= To be done =
In the records, rewrite the part that opens with the line containing "Task: each instance of the acoustic" and closes with the line containing "[[443, 164], [162, 151], [344, 165], [71, 182]]", swapping "acoustic guitar" for "classical guitar" and leaving everything else unchanged.

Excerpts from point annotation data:
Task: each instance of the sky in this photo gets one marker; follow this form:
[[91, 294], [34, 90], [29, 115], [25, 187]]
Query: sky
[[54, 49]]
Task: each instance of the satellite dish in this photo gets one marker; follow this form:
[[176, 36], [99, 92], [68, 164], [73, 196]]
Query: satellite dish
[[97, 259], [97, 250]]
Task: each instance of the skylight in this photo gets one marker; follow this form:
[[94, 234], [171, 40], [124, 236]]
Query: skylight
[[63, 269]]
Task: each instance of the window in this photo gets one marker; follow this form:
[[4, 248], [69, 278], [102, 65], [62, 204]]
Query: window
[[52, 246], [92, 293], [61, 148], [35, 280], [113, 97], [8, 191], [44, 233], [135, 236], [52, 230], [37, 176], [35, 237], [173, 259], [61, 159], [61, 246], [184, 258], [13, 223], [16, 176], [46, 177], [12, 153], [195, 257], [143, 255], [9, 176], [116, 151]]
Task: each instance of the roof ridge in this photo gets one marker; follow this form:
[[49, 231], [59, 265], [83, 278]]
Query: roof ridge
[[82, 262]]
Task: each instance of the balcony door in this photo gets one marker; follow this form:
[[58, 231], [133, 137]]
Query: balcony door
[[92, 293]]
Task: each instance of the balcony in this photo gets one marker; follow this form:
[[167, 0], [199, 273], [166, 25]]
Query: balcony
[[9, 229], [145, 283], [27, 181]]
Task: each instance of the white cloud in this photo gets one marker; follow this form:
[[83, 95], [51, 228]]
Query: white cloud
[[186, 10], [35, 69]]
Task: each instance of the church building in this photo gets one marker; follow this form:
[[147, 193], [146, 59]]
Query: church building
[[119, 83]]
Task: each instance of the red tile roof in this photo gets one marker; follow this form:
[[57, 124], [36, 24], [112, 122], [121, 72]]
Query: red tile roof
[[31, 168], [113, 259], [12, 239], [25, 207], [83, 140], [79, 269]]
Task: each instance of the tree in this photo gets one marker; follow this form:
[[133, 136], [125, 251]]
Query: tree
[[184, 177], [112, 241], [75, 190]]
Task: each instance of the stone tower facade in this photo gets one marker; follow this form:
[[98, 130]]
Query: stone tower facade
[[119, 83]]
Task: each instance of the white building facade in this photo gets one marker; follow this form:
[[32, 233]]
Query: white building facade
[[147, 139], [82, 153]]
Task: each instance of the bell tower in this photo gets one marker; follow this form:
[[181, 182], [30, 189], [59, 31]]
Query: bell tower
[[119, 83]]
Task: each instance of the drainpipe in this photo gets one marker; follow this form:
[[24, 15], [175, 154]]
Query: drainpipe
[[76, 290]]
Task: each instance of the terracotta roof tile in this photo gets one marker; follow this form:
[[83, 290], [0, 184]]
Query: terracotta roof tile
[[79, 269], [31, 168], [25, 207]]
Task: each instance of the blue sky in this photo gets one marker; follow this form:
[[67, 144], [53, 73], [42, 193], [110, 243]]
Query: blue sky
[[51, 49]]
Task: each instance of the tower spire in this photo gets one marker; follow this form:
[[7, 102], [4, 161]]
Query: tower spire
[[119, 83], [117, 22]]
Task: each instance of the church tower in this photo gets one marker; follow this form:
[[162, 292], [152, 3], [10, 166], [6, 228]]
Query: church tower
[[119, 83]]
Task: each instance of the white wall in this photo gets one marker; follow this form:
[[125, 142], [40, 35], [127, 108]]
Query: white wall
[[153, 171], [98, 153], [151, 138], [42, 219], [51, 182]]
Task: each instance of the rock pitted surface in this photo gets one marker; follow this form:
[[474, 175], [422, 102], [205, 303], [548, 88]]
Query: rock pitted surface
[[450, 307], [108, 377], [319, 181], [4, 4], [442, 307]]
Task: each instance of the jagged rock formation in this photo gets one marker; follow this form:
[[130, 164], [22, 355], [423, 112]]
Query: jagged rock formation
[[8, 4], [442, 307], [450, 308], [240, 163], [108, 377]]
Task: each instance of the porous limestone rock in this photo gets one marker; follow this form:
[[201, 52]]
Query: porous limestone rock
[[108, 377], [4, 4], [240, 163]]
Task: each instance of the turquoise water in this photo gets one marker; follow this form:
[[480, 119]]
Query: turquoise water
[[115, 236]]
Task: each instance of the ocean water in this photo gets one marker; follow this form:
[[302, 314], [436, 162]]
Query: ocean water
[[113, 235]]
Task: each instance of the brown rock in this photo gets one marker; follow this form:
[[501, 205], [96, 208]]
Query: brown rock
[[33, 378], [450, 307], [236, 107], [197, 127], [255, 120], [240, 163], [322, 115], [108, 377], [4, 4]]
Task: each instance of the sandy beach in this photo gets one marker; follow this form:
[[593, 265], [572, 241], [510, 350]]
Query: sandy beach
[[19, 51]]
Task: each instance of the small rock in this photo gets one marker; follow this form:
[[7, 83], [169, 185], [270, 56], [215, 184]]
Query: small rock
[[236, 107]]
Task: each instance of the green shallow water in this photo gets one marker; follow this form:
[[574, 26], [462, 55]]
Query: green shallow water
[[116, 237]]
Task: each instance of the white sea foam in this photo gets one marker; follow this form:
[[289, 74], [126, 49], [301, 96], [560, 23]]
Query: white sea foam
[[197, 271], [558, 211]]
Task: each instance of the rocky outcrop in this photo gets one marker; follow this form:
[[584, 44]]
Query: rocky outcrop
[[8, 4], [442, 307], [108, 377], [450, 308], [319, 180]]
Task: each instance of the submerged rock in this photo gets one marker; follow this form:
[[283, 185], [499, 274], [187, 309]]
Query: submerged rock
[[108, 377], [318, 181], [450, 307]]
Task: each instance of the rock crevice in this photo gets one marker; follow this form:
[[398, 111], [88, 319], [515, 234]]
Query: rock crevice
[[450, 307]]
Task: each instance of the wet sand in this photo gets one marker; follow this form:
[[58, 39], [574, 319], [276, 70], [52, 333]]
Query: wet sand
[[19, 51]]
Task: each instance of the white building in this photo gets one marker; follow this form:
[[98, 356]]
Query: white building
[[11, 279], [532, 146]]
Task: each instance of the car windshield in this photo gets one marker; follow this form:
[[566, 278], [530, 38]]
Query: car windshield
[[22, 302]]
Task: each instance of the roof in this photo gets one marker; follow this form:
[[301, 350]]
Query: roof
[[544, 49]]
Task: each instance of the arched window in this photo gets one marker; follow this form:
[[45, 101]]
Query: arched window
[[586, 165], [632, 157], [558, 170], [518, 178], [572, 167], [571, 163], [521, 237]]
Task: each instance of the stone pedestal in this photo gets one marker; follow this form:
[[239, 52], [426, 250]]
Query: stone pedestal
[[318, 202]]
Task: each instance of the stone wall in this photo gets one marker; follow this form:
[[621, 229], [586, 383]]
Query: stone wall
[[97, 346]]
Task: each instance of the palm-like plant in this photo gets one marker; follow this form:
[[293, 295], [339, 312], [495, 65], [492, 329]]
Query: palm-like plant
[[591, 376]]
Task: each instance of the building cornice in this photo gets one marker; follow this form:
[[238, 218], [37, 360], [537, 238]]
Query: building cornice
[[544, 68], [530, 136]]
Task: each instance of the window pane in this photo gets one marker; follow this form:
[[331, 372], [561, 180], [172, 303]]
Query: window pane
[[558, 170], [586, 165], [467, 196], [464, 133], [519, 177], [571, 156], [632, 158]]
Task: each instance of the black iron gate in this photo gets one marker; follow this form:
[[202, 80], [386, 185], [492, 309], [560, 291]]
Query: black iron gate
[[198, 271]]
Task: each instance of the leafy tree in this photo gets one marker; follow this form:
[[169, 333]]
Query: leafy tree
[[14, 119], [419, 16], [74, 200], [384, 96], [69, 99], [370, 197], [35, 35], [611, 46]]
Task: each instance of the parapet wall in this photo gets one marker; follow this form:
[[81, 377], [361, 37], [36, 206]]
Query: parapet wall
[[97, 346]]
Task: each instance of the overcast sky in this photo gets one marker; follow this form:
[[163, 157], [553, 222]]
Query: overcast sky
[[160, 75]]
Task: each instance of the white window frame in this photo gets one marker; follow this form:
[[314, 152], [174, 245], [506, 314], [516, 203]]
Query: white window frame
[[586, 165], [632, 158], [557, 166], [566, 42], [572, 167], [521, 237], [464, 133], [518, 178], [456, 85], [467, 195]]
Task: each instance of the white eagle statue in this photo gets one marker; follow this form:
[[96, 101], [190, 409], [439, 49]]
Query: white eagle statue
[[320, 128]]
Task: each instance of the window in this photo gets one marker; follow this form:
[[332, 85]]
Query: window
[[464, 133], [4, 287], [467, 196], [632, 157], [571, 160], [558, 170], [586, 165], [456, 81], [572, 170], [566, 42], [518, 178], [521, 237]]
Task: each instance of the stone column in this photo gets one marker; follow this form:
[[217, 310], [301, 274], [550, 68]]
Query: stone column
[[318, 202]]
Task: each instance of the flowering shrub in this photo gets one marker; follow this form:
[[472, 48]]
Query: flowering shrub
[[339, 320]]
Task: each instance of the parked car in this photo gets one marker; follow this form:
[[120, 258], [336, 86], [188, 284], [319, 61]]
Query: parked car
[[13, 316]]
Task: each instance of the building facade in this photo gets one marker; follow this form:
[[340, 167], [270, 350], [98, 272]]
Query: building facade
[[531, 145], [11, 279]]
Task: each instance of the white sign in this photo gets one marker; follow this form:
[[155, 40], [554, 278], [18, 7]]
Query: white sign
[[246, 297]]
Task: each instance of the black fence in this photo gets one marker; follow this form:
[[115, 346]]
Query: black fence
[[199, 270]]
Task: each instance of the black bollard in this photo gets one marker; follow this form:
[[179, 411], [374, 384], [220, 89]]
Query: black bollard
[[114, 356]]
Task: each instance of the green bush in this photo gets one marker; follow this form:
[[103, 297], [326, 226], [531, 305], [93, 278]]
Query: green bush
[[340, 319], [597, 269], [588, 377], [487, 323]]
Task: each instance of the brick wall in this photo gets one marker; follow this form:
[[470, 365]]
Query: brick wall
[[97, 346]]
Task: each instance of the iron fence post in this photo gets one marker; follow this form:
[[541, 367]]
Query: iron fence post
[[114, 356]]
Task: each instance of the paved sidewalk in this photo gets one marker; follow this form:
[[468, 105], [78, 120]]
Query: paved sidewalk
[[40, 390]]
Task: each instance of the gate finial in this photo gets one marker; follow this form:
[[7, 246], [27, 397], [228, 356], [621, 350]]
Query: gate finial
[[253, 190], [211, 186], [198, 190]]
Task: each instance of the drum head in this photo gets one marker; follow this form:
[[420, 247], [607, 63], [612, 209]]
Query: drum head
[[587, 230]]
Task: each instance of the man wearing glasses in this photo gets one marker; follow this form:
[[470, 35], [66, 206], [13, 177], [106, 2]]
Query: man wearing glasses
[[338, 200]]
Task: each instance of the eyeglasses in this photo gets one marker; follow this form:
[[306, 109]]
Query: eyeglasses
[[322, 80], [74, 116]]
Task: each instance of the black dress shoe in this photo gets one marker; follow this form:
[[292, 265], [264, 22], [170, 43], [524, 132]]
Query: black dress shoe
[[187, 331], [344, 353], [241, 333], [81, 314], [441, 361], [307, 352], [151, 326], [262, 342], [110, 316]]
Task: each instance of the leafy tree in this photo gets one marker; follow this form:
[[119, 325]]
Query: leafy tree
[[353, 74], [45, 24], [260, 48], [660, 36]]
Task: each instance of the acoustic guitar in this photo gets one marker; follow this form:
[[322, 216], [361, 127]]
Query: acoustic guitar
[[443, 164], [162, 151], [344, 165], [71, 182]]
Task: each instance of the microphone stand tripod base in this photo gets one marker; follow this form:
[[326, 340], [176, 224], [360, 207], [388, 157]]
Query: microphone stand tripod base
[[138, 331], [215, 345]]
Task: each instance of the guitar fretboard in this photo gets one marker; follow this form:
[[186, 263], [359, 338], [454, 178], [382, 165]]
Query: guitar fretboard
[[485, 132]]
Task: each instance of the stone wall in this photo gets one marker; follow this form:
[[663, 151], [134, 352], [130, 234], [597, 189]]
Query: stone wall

= Answer =
Task: each instance of the classical guitar in this photo gets one marker; follow this form:
[[322, 216], [361, 127]]
Query: classical guitar
[[443, 164], [162, 151], [344, 165], [71, 182]]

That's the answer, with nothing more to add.